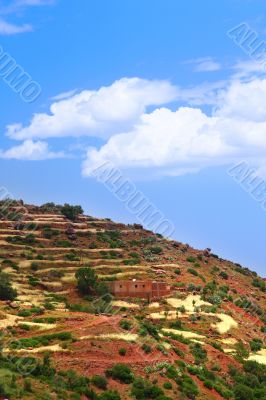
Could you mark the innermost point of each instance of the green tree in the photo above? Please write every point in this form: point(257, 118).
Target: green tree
point(71, 212)
point(6, 290)
point(87, 281)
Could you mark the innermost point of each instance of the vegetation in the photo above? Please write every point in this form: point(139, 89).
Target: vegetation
point(6, 290)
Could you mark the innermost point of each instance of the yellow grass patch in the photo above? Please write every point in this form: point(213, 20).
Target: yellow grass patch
point(189, 303)
point(260, 357)
point(185, 334)
point(128, 337)
point(53, 348)
point(120, 303)
point(8, 320)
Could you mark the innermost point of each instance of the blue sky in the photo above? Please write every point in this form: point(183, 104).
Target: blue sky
point(157, 87)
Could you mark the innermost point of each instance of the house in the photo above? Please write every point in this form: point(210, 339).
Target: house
point(141, 289)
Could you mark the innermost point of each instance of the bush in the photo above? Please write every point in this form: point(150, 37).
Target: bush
point(193, 271)
point(122, 351)
point(120, 372)
point(224, 275)
point(142, 390)
point(243, 392)
point(125, 324)
point(99, 381)
point(168, 385)
point(6, 290)
point(71, 212)
point(109, 395)
point(156, 250)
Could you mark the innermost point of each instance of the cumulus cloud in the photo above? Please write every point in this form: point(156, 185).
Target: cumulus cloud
point(187, 139)
point(145, 132)
point(16, 7)
point(30, 150)
point(100, 113)
point(206, 64)
point(12, 29)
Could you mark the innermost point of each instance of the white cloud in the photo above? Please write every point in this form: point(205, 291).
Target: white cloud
point(30, 150)
point(101, 113)
point(207, 65)
point(185, 140)
point(17, 7)
point(161, 140)
point(12, 29)
point(204, 64)
point(64, 95)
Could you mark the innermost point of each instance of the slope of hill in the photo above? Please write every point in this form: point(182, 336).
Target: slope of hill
point(206, 340)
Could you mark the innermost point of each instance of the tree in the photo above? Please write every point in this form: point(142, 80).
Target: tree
point(87, 281)
point(243, 392)
point(71, 212)
point(6, 290)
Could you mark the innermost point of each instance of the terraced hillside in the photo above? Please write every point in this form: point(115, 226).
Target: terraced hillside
point(64, 336)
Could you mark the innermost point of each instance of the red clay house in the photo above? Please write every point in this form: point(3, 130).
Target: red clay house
point(141, 289)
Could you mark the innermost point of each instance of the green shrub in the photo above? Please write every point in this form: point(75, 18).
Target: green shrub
point(122, 351)
point(99, 381)
point(120, 372)
point(6, 290)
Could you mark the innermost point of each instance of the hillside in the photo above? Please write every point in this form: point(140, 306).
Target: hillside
point(205, 340)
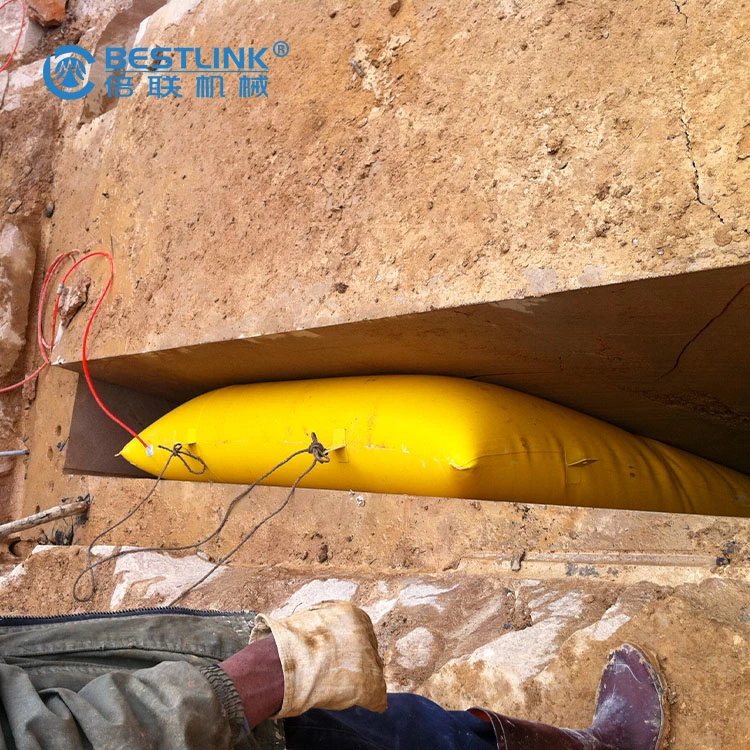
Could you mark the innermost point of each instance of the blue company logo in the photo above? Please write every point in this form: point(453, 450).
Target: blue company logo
point(66, 72)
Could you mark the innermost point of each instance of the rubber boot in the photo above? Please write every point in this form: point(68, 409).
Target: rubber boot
point(631, 713)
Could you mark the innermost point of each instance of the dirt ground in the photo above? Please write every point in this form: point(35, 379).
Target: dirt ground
point(485, 153)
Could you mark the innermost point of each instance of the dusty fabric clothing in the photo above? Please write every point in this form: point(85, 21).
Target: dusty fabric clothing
point(145, 679)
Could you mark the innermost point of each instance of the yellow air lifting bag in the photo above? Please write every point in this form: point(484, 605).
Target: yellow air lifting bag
point(435, 436)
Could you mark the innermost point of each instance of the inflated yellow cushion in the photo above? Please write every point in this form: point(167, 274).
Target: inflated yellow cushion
point(437, 436)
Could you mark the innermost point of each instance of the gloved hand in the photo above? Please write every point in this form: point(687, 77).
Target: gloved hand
point(329, 656)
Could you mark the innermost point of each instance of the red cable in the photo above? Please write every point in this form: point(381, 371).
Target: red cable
point(84, 355)
point(20, 31)
point(45, 346)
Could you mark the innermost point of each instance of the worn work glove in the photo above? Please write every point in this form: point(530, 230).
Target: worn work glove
point(329, 656)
+===+
**Stated task:** Copy all of the items above word for word, but leave out the pictures.

**Solved problem:**
Could you mark the innermost point of each instance of the green tree in the photo above? Please write every point in this form: point(257, 118).
Target: green tree
point(71, 212)
point(6, 290)
point(87, 281)
Could you mark the innermost point of each instance of the vegetation in the photo above? Please write every point in this form: point(139, 89).
Target: vegetation
point(6, 290)
Could you mark the innermost point of each instance of the yellow grass patch in the photo above? Please write every point in this form: point(213, 20).
Target: yellow grass patch
point(189, 303)
point(260, 357)
point(185, 334)
point(128, 337)
point(53, 348)
point(120, 303)
point(8, 320)
Could you mark the innermost point of each instance of the blue sky in the photo above? Please write every point in this form: point(183, 104).
Target: blue sky
point(157, 87)
Could you mark the innermost point of each instance of the house in the photo above? Please write every point in this form: point(210, 339).
Target: house
point(141, 289)
Could you mark the innermost point of each instance of the bush in the photo above? Please write every point in this form: point(150, 37).
Target: bush
point(193, 271)
point(122, 351)
point(120, 372)
point(224, 275)
point(142, 390)
point(243, 392)
point(125, 324)
point(99, 381)
point(168, 385)
point(6, 290)
point(71, 212)
point(109, 395)
point(156, 250)
Could you mark the innermost point of each instance of the cumulus cloud in the photo above? Please write every point in this form: point(156, 185).
Target: cumulus cloud
point(187, 139)
point(145, 132)
point(16, 7)
point(30, 150)
point(100, 113)
point(206, 64)
point(12, 29)
Could you mark the innermost point of each instance of the white cloud in the photo above? Please write every point in this form: point(205, 291).
Target: white cloud
point(30, 150)
point(101, 113)
point(207, 65)
point(185, 140)
point(17, 7)
point(161, 140)
point(12, 29)
point(204, 64)
point(64, 95)
Could you mark the innermost point of each instance of the slope of hill in the photo above? Please write every point in this form: point(182, 336).
Target: slope of hill
point(206, 340)
Could you mark the innermost point of each instance of the tree in the photo above? Please write every point in this form: point(142, 80).
Target: tree
point(87, 281)
point(243, 392)
point(71, 212)
point(6, 290)
Could you mark the innermost point of each instance of the terraced hillside in the photo above? Please write every point in this form: point(115, 226).
Target: terraced hillside
point(64, 336)
Could you mark the innermost point of each instance of the red clay house in the photo above? Please write every point in this form: point(3, 130).
Target: red clay house
point(141, 289)
Could you mark the innermost point of each instance of the green shrub in the photo above? Please write every point in this form: point(75, 18).
Target: green shrub
point(122, 351)
point(99, 381)
point(120, 372)
point(6, 290)
Could you mark the innermost point of each instance of the hillside in the photo above? Please write every point in this form: point(140, 306).
Target: hillside
point(205, 340)
Could you mark the innermost point of each instance of the blue company logo in the photo above? Please write every point in this form: point(453, 450).
Target: blue company logo
point(66, 72)
Could you mark the innermost point of each instance of the rubber boot in the photo above? Please write every point in this form: point(68, 409).
Target: rubber boot
point(631, 713)
Could you mark the innermost point of each instance of the dirt ground in the photo above? Please write every point in this form: point(35, 379).
Target: dirt ground
point(485, 153)
Could you mark the innermost point of each instance of the dusty fabric clothing in the photo above? Please write every point in this form: point(85, 21).
Target: dusty fabric clothing
point(145, 679)
Could you mark the innermost point of each instance of the yellow air lifting bag in the photo above? Please write every point in this form: point(484, 605).
Target: yellow air lifting bag
point(435, 436)
Could you mark the innermost point of each instance of the inflated yellow cushion in the photo above? Please write every point in this form: point(167, 274).
Target: inflated yellow cushion
point(437, 436)
Could you mark the innermost point of each instance of the gloved hand in the photo above? Please write every point in this form: point(687, 77).
Target: gloved hand
point(329, 656)
Could you mark the innermost point of each instance of the red cable in the photo above? Please write every point in this form: point(381, 371).
Target: red cable
point(84, 355)
point(20, 31)
point(45, 346)
Could you mark the innermost point of each instance of the worn work glove in the photo above? Please write every point in this form: point(530, 230).
Target: worn work glove
point(329, 656)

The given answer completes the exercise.